(PAGE EXCERPT)
##########

Thursday, December 24, 2015

Yeats' secret working mind and the importance of Edmund Dulac



I dreamed again into the secret working mind of W.B.Yeats, my favorite dead poet. Of a story he wrote, unpublished in his lifetime, from encounters with the ghost of an eight-year-old boy. Of a fierce poetic vision of a man who kept a severed head that rose up in the night with blazing eyes.
     When I sought to reenter the dream, it seemed the boy’s name began with H and may have been “Henry”.
     An inner voice spoke of the importance of Edmund Dulac.

I was thrilled. I knew there was a treasure map in this dream, and I wanted to use it immediately. I ran to my books. Dreams give us research assignments and sometimes these feel urgent. 
     I remembered that Edmund Dulac was a famous book illustrator and painter to the Faerie courts, and a friend of Yeats. I confirmed that Dulac painted the portrait of the poet's wife
Georgie that is on the cover of Becoming George, the vast (and vastly excellent) biography by Ann Saddlemyer that is in my Yeats collection.
     Dulac created images for the 1925 version of Yeats' extraordinary mystical book A Vision.These include the portrait of the fictional Giraldus – with something of Yeats’s hawk-like features – used as the frontispiece. My inner communication in the hypnompic state left me with the impression that Dulac may have been more involved in Yeats’s magic and encounters with the spirits than I had known.


Life called, and I left my research at this point, nearly four years ago, on the morning of January 9, 2012. Now that I have a little leisure to open old journals and follow their leads, I returned to the possible importance of Edmund Dulac.
    I discovered that the artist and the poet saw a great deal of each other in the dark time of the Great War. They attended a seance together in 1917 in which they tried to summon the Wise Men of the East, with the Orientalist Edward Dennison Ross on hand in case translation from Persian, Arabic or Turkish was required. [1]
    In a lecture on Art and Magic, Dulac declared in 1924 that “the greatest desire of man in all ages has been the establishment of a means of communication with the rest of the universe.” He joined Yeats in experiments in spirit communication, magical evocation and mutual visioning.
    They were both lovers of fairies and fairy story. Yeats painted the realms of Faerie with his words, Dulac with his brush.
    They worked together to bring Japanese-inspired Noh plays and mythic dramas, including "At the Hawk's Well" (which In saw in Toronto a few years ago) to stage and salon.
     Both sought a new mythology for their century that would make room for the return of Immortals from other times and dimensions. Both turned, again and again, to the legend of the Magi as a key to the confluence of spiritual traditions and the transformation of the Christian story. Yeats wrote an eerie, haunting, dream-infused story, "The Adoration of the Magi"(1897) and later a poem, "The Magi" (1914)

##########

(INSTRUCTIONS)
- a) In the post on Yeats and Edmund Dulac, who was present at the 1917 seance in case translation was needed?
- b) Pick up the post on Yeats and Edmund Dulac from its last sentence and carry it on.

##########

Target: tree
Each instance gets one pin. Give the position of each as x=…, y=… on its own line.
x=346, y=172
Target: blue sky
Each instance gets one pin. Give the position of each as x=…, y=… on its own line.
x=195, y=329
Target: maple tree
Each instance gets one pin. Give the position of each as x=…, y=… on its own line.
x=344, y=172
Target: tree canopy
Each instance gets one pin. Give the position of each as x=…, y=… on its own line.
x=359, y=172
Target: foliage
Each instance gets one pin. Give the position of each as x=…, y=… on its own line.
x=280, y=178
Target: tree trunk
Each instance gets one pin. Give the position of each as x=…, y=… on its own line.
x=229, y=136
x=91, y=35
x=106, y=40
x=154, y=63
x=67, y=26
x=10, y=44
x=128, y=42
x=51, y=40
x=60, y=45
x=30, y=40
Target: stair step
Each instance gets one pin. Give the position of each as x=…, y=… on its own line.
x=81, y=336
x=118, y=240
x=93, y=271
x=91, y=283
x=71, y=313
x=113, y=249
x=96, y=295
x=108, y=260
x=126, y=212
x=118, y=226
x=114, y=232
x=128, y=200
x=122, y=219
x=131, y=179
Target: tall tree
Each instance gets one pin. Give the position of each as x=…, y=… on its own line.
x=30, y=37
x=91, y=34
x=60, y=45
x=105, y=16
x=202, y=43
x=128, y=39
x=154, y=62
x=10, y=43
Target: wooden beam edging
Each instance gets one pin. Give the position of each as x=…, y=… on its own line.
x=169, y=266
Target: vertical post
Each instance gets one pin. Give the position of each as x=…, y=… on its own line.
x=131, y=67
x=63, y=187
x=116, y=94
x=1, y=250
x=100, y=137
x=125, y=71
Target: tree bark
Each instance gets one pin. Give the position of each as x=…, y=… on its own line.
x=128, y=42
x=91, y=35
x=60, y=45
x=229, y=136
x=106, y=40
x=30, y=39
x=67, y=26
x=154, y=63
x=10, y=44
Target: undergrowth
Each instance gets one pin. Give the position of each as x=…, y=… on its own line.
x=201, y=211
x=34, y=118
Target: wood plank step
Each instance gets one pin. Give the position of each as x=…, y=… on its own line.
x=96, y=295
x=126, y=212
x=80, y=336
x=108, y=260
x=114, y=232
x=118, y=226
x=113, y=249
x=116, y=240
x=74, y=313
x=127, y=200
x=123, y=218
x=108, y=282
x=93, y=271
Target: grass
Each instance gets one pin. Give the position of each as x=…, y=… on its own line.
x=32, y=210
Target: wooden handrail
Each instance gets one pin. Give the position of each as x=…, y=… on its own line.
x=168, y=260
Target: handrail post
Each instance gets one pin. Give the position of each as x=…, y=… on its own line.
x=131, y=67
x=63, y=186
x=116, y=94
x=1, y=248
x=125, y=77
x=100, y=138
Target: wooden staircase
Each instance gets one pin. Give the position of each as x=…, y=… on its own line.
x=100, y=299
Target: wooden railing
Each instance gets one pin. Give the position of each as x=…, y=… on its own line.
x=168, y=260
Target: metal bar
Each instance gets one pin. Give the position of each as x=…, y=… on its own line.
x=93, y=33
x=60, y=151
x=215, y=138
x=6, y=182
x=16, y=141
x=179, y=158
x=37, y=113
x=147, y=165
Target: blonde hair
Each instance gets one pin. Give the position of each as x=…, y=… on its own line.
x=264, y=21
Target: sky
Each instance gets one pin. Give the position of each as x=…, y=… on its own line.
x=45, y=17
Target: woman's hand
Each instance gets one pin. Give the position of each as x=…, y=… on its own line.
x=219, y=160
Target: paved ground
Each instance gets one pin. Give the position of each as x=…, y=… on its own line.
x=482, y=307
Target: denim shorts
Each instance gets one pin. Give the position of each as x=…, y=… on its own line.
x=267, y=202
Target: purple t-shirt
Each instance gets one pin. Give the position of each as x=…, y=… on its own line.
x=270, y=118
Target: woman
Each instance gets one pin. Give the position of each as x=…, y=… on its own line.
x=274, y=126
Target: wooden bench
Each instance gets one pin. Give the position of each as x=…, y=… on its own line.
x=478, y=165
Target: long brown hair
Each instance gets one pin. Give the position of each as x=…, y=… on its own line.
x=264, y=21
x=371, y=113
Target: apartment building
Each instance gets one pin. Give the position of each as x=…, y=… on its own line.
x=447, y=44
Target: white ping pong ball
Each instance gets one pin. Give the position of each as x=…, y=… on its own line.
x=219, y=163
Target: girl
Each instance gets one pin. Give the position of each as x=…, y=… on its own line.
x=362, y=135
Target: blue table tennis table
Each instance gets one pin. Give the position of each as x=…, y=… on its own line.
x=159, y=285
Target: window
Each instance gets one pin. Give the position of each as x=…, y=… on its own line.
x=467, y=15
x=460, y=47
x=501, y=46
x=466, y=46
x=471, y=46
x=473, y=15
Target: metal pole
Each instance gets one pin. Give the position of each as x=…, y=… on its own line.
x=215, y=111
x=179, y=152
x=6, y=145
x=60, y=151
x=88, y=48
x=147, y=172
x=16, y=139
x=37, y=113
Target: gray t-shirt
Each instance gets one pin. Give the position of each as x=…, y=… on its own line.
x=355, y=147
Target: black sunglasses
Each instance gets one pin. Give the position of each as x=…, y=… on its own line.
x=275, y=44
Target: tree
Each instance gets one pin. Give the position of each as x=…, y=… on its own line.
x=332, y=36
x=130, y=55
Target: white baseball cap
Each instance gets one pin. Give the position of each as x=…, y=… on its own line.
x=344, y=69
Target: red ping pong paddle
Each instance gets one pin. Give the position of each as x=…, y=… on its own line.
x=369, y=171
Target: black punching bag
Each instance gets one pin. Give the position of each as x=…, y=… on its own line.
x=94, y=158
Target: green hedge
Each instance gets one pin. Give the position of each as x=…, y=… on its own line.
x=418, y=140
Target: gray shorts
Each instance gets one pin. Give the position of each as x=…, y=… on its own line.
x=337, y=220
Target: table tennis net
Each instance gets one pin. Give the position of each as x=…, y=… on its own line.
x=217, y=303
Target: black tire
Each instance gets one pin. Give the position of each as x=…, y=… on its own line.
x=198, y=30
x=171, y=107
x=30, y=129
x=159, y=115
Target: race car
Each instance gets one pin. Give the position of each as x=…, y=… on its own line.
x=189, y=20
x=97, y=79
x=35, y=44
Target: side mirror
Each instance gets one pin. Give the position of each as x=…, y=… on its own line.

##########

(RESULTS OF THE TASKS)
- a) The Orientalist Edward Dennison Ross.

- b)
Now as at all times I can see in the mind's eye,   
In their stiff, painted clothes, the pale unsatisfied ones   
Appear and disappear in the blue depths of the sky   
With all their ancient faces like rain-beaten stones,   
And all their helms of silver hovering side by side,   
And all their eyes still fixed, hoping to find once more,   
Being by Calvary's turbulence unsatisfied,   
The uncontrollable mystery on the bestial floor.

Three years later, Dulac painted an extraordinary picture of "The Three Wise Men" in the style of a Persian or Mughal miniature. The costumes and the stance of the Magi evoke different traditions, Persian, African, Chinese. The placement of the Virgin's hands around the infant Jesus gives him the look of a miniature Shiva Nataraj.
    I discovered this painting only today. In storage at the Williams College Museum of Art, it appears to have been overlooked by scholars and art historians until a remarkable researcher, Jaimee K. Comstock-Skipp, brought it to light in a wonderful article for Relegere. [2] I am grateful that round two of my dream-inspired research brought me to this.
    I still need to track the ghost story of H and the tale of the severed head. I may of course be required to write them, if my Yeats is willing.
[3] Dreams set many kinds of assignments.






References

1. Christopher Blake (ed) “Ghosts in the Machine: Yeats and the Metallic Homunculus,
with Transcripts of Reports by W.B. Yeats and Edmund Dulac,” Yeats Annual 15 (2002).

2. Jaimee K. Comstock-Skipp “’ To be an Infidel or an Unbeliever…’ Five Wise Men: Edmund Dulac, W.B.Yeats, and The Magi” in Relegere: Studies in Religion and Reception 3, no.2 (2013)

3. For my dreams and visions of Yeats over many years, please see my books The Dreamer's Book of the Dead (Rochester VT: Destiny Books, 2004) chapter 8, and The Boy Who Died and Came Back (Novato CA: New World Library) chapter 37.

Pictures: (1) Edmund Dulac, "The Garden of Paradise: Fairy of the Garden"; (2) Edmund Dulac, "Mrs W.B. Yeats"; (3) Michio Ito as guardian in "At the Hawk's Well" (1916)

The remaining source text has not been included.